### Tarefas propostas:
• A. Reproduza fielmente a passagem do texto sobre a emigração para a Abissínia que começa em "As dificuldades e" e segue até "pela sua Misericórdia.".
• B. Responda às perguntas seguintes com base no texto sobre a emigração para a Abissínia:
(i) Por quem era governada a Abissínia na altura?
(ii) Por quantas pessoas era composto o primeiro grupo que emigrou?
(iii) Que rumor ouviram os emigrantes ao chegar à Abissínia?
• C. Retome o texto sobre a emigração para a Abissínia a partir do ponto em que termina.

***** Excerto fornecido *****

As dificuldades e sofrimentos suportados por muçulmanos estavam sempre a aumentar.

O Profeta de Allah (Sallalláho Alaihi Wa Sallam) autorizou-os finalmente a emigrar para outros locais.

 

Na altura, a Abissínia era governada por um rei cristão (que mais tarde abraçou o Islam), famoso pela sua Misericórdia.

Em Rajab, no ano 5 da missão, o primeiro grupo composto por cerca de 12 homens e 5 mulheres emigrou para a Abissínia. Os Quraishitas perseguiram-nos até ao porto para os capturar, mas os barcos já tinham deixado a costa. Quando chegaram a Abissínia ouviram o rumor que toda a tribo Quraishita tinha abraçado Islam. Naturalmente, muito contentes com a notícia, regressaram ao seu país. Ao aproximarem-se de Makkah tiveram o conhecimento que era falso rumor e as perseguições eram constantes.

***** Dados armazenados *****

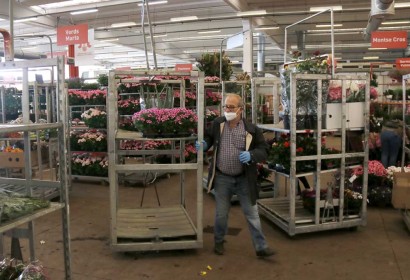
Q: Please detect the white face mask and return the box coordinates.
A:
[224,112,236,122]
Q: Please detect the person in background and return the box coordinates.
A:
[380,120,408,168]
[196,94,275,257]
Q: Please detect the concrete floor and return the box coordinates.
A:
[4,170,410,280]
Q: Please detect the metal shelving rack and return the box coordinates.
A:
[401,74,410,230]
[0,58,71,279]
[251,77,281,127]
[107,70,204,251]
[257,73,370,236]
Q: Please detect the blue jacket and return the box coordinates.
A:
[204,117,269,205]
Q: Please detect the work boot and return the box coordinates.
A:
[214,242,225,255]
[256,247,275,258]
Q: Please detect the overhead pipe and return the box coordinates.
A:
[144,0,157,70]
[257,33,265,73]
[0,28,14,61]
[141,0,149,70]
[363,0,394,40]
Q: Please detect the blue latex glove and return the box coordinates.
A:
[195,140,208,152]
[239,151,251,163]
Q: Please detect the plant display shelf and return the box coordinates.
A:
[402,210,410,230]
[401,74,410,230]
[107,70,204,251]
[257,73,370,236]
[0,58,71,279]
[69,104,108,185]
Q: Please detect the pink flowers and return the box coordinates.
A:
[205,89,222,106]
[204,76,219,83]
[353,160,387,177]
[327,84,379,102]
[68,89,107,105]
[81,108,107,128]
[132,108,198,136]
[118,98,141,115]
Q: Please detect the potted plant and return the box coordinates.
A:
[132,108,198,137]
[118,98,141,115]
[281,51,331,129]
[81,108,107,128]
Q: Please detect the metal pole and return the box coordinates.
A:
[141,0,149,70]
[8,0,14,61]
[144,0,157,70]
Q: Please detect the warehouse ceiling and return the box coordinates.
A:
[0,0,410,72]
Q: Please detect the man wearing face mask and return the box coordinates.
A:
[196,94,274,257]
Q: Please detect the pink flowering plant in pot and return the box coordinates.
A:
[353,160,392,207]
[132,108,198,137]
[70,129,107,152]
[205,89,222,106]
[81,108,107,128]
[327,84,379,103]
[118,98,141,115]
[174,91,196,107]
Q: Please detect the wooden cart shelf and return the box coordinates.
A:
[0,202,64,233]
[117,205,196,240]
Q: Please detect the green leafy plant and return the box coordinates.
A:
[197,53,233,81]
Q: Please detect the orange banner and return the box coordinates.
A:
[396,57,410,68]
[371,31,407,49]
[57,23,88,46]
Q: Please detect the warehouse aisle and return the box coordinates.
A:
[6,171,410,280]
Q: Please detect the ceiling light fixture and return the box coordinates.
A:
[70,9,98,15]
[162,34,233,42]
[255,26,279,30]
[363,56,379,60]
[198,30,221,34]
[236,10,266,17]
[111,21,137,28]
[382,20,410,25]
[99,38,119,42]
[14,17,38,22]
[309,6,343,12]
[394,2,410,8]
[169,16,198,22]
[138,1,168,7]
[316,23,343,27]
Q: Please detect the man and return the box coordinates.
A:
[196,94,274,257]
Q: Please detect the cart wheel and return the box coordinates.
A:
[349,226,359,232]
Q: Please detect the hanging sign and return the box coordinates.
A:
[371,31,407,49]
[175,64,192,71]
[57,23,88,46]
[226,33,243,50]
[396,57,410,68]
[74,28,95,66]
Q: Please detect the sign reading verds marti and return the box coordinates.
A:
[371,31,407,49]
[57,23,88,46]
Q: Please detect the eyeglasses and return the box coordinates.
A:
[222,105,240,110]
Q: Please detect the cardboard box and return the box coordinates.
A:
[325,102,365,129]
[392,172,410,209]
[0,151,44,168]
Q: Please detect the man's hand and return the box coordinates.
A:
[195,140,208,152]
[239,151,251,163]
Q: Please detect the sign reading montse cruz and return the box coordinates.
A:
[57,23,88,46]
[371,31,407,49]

*****
***** Dados armazenados *****

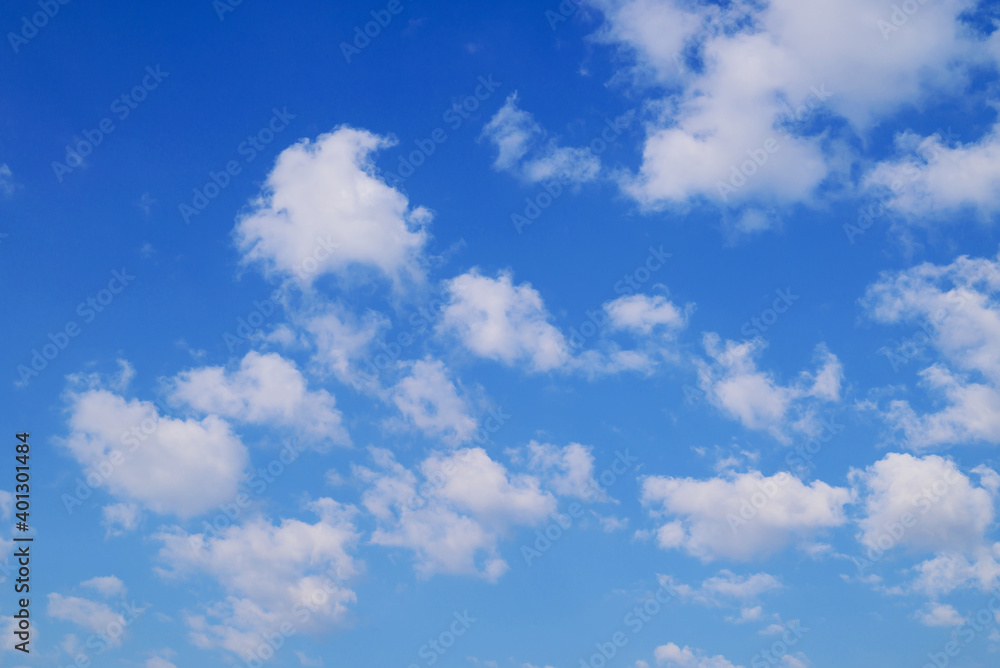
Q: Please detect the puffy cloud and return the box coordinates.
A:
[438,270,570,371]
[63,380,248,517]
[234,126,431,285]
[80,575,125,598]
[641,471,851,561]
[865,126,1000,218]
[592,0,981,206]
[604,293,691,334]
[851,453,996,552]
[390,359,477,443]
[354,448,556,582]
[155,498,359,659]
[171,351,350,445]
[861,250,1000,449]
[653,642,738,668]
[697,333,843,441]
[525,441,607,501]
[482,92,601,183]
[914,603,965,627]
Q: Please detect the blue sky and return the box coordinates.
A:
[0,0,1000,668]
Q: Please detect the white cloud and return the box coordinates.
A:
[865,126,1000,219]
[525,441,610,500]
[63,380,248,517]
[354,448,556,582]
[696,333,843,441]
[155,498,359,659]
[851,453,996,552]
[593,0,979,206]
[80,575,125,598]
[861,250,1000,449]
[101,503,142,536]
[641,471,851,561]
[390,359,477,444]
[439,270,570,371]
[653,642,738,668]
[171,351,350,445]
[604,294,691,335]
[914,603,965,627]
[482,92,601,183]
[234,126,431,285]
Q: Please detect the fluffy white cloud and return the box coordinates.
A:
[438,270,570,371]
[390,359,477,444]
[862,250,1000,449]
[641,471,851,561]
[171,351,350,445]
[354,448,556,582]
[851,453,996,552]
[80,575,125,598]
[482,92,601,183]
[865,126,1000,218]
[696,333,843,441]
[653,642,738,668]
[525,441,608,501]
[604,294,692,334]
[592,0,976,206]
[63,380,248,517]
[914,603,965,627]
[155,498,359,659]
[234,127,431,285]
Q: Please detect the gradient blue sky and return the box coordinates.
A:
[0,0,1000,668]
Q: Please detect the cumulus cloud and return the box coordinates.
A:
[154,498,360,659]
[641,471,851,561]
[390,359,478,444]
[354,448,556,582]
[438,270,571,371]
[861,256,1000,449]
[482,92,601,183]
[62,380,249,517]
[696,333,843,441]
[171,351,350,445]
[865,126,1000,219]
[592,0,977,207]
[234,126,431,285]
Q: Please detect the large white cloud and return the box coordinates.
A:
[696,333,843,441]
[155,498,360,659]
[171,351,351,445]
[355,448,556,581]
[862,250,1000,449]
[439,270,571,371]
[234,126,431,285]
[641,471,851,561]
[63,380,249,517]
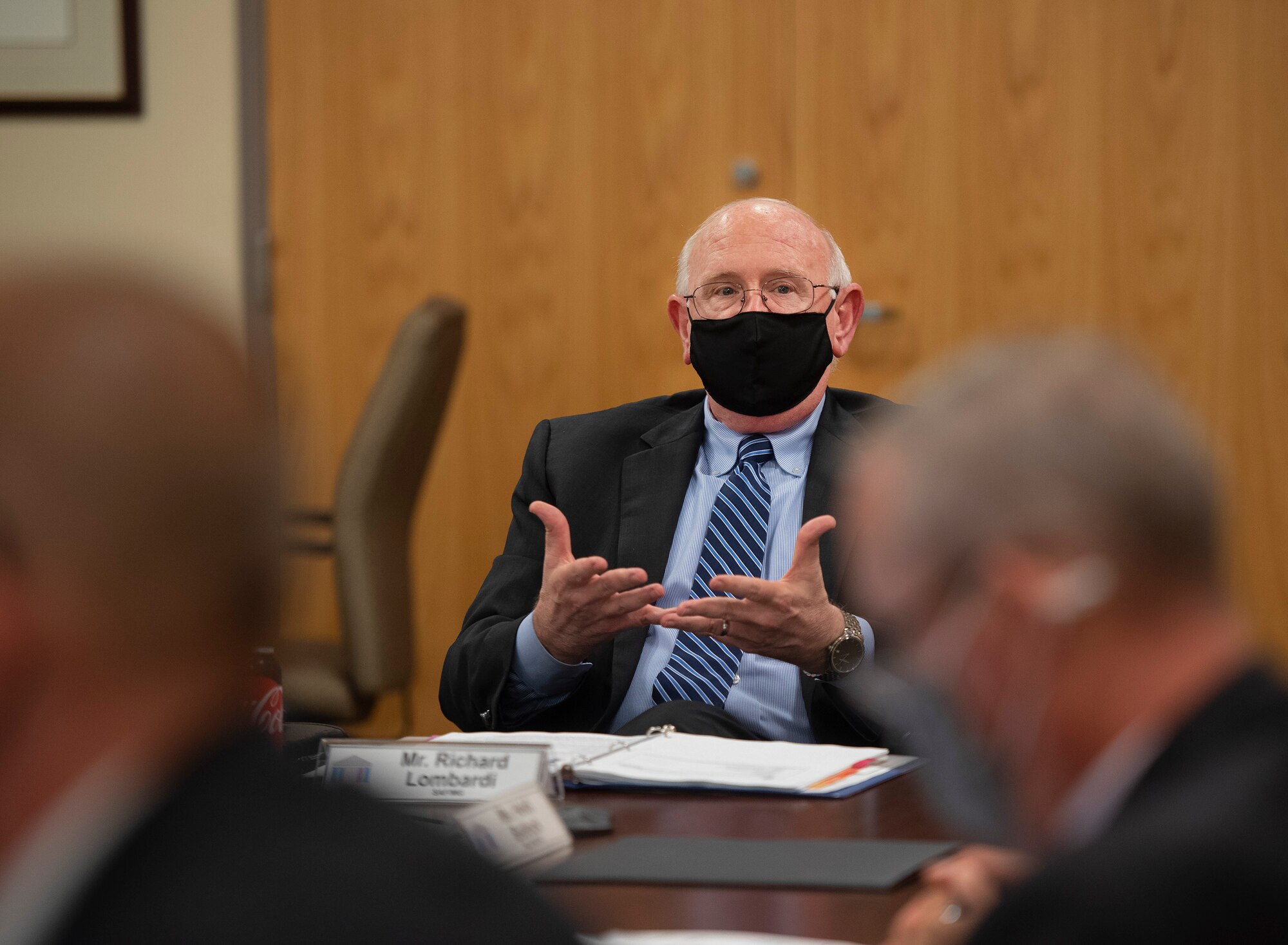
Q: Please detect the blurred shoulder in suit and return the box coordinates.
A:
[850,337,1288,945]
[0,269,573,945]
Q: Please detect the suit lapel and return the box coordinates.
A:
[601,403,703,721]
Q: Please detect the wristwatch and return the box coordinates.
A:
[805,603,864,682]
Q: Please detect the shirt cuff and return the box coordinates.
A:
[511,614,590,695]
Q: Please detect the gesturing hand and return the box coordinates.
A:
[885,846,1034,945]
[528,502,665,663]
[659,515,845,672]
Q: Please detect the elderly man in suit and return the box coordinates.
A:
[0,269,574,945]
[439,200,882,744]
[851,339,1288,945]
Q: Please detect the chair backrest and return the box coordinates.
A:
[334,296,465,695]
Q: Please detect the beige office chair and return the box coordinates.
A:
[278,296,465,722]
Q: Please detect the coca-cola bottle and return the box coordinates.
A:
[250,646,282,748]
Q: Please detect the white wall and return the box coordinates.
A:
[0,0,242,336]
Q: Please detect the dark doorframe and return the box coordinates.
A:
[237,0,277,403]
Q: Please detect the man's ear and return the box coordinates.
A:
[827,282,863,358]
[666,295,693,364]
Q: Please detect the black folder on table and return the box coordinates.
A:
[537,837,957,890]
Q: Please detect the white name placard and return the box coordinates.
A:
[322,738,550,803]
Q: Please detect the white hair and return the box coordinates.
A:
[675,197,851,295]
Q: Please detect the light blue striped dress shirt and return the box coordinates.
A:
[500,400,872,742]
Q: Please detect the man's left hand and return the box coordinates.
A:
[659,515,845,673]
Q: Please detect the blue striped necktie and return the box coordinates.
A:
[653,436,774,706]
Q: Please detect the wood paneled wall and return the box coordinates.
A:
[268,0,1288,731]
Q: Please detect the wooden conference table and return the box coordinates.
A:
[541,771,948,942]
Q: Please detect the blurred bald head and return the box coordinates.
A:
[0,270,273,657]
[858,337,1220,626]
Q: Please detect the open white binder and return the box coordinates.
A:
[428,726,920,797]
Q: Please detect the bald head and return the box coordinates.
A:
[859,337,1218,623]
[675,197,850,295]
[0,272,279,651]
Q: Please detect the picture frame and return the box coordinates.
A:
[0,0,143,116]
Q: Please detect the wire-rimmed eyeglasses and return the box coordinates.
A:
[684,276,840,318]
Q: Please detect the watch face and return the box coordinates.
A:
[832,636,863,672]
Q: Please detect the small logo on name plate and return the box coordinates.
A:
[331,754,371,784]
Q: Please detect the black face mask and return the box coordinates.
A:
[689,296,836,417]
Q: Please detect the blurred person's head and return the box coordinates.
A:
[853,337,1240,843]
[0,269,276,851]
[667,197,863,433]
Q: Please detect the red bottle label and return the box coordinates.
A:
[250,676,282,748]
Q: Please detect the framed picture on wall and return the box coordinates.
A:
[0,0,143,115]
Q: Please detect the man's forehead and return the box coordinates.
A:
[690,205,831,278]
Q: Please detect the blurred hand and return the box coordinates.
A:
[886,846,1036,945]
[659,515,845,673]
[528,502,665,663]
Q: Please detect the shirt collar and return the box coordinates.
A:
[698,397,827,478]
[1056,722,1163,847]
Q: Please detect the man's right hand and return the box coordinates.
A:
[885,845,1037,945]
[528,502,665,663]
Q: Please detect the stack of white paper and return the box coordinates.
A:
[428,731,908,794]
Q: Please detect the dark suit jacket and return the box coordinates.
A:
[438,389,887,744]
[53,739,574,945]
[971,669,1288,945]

*****
***** Dados armazenados *****

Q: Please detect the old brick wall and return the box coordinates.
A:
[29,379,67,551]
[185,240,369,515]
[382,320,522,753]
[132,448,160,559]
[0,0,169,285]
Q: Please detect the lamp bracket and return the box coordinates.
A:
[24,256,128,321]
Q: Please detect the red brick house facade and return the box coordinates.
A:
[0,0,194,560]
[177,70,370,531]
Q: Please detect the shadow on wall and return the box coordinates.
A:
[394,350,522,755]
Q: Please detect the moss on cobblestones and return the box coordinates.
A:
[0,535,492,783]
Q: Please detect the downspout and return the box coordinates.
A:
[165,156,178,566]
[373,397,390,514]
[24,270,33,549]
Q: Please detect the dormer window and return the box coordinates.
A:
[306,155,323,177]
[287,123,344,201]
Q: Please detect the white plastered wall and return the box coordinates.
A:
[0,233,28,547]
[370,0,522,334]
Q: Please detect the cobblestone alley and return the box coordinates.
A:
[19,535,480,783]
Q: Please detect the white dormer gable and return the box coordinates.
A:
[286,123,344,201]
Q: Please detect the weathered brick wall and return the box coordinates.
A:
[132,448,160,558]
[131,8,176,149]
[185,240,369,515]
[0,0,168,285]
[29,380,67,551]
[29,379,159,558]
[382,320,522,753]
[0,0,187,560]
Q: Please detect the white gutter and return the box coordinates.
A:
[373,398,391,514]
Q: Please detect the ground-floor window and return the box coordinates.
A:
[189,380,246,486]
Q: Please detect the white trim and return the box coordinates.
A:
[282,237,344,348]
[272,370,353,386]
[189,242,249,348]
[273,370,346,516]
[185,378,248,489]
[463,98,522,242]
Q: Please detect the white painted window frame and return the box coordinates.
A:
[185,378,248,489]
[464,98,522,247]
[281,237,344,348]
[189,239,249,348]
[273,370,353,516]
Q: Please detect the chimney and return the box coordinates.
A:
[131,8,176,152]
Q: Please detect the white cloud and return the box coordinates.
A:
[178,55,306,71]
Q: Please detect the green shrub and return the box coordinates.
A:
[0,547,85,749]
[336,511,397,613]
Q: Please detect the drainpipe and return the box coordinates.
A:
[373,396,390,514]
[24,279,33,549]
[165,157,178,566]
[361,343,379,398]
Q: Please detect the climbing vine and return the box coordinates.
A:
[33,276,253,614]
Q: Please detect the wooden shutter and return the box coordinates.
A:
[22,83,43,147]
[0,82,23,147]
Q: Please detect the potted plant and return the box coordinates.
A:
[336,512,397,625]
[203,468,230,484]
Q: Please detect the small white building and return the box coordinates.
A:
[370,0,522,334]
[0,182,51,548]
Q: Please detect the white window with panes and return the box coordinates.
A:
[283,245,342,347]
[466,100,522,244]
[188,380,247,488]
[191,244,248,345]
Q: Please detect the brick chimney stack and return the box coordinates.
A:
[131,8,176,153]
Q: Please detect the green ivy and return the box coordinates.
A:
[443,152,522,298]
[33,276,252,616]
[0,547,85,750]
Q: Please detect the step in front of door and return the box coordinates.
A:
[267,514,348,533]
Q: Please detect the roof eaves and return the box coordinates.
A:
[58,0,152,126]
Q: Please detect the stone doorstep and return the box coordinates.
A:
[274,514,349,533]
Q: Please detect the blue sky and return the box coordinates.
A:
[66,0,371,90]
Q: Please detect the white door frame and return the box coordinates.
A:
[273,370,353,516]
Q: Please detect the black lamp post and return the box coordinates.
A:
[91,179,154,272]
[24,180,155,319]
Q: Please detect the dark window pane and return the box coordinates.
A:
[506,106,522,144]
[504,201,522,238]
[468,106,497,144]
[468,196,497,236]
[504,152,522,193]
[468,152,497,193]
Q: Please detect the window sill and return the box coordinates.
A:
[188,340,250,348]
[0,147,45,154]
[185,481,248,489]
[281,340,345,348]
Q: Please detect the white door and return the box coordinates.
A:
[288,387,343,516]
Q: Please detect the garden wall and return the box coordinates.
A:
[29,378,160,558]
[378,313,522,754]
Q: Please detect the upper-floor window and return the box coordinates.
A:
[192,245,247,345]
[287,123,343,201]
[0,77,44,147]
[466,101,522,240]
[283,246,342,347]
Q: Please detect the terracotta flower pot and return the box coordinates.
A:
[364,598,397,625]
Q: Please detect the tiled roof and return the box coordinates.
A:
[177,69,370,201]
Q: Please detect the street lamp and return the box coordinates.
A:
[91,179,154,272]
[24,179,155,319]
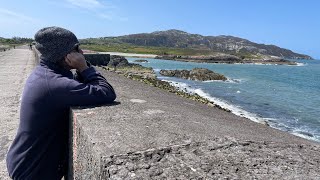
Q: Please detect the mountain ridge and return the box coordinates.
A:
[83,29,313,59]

*****

### Respostas às tarefas:
• A.
As dificuldades e sofrimentos suportados por muçulmanos estavam sempre a aumentar.

O Profeta de Allah (Sallalláho Alaihi Wa Sallam) autorizou-os finalmente a emigrar para outros locais.

 

Na altura, a Abissínia era governada por um rei cristão (que mais tarde abraçou o Islam), famoso pela sua Misericórdia.

• B.
(i) Por um rei cristão, famoso pela sua misericórdia, que mais tarde abraçou o Islam.
(ii) Por cerca de 12 homens e 5 mulheres.
(iii) Que toda a tribo Quraishita tinha abraçado o Islam.

• C.
Alguns decidiram regressar à Abissínia e outros entraram em Makkah, procurando proteção de algumas pessoas poderosas (ou influentes). Esta é conhecida como a primeira fuga para Abissínia. Mais tarde, um grupo maior, de 83 homens e 18 mulheres emigrou para Abissínia (separadamente). Esta é conhecida como a segunda fuga para aquele país. Alguns companheiros tomaram parte em ambas as fugas. Os Quraishitas não gostaram das emigrações e o simples fato de pensarem na paz conseguida pelos fugitivos, não lhes dava sossego. Enviaram uma delegação para Abissínia com belos presentes para o rei, sua corte e o seu clero. A delegação encontrou primeiro com os chefes e o membros do clero e, oferecendo-lhes presentes, obtiveram sucesso, atraindo os oficiais da corte para o seu lado, abrindo assim o caminho para a corte real. Prostraram-se diante do rei e, depois de lhe oferecerem os presentes, apresentaram o seu caso. Disseram: “Ó Rei! Alguns rapazes loucos da nossa comunidade renunciaram a sua fé ancestral e juntaram-se a uma religião absolutamente nova que é oposta à nossa, bem como à vossa religião. Eles vieram fixar-se no vosso país. A Nobreza de Makkah, os seus próprios pais e parentes, amigos e familiares mandaram-nos levá-los de volta para o país deles. Nós suplicamos que os entregue a nós.”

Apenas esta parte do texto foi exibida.